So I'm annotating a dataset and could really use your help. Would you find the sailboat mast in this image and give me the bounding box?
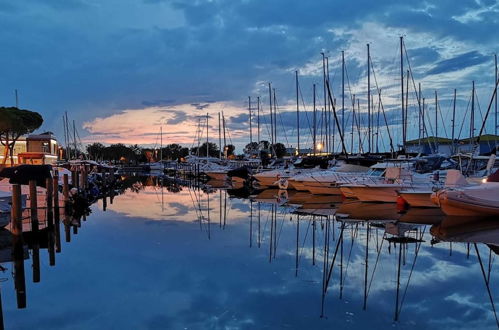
[400,36,405,151]
[351,94,355,154]
[367,44,371,153]
[313,83,317,154]
[452,89,457,152]
[418,83,422,144]
[273,88,278,145]
[471,81,475,145]
[268,83,273,146]
[296,70,300,155]
[495,54,498,138]
[248,96,253,145]
[160,125,163,161]
[206,113,209,158]
[326,56,331,154]
[342,50,345,149]
[435,90,438,152]
[222,112,227,157]
[321,53,326,153]
[218,112,222,159]
[257,96,260,144]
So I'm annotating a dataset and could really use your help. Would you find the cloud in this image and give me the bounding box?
[427,51,489,75]
[1,0,499,152]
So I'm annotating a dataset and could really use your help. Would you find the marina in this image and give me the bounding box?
[2,1,499,328]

- **EXERCISE GOAL**
Leaving the pictures out, give back each line above exactly.

- **SOLUTION TO THIS EXERCISE**
So I'm annotating a dataset and could really use your help. Would you find the sailboat mast in this image and give me the bounding box?
[400,36,405,151]
[351,94,355,154]
[367,44,371,153]
[313,83,317,154]
[452,89,457,152]
[418,83,422,144]
[273,88,278,145]
[471,81,475,145]
[268,83,273,146]
[296,70,300,155]
[495,54,498,138]
[248,96,253,145]
[160,125,163,161]
[206,113,209,158]
[326,56,331,154]
[342,50,345,149]
[435,90,438,152]
[222,112,227,157]
[321,53,326,153]
[218,112,222,159]
[257,96,260,144]
So I'm annotating a dataset and could really use your help. Would you find the cloud in this image and give me the bounding box?
[427,51,489,75]
[1,0,499,152]
So I'm annotating a dataset and could really use your help. Would you find the marina in this image and give me the bounding box?
[2,1,499,328]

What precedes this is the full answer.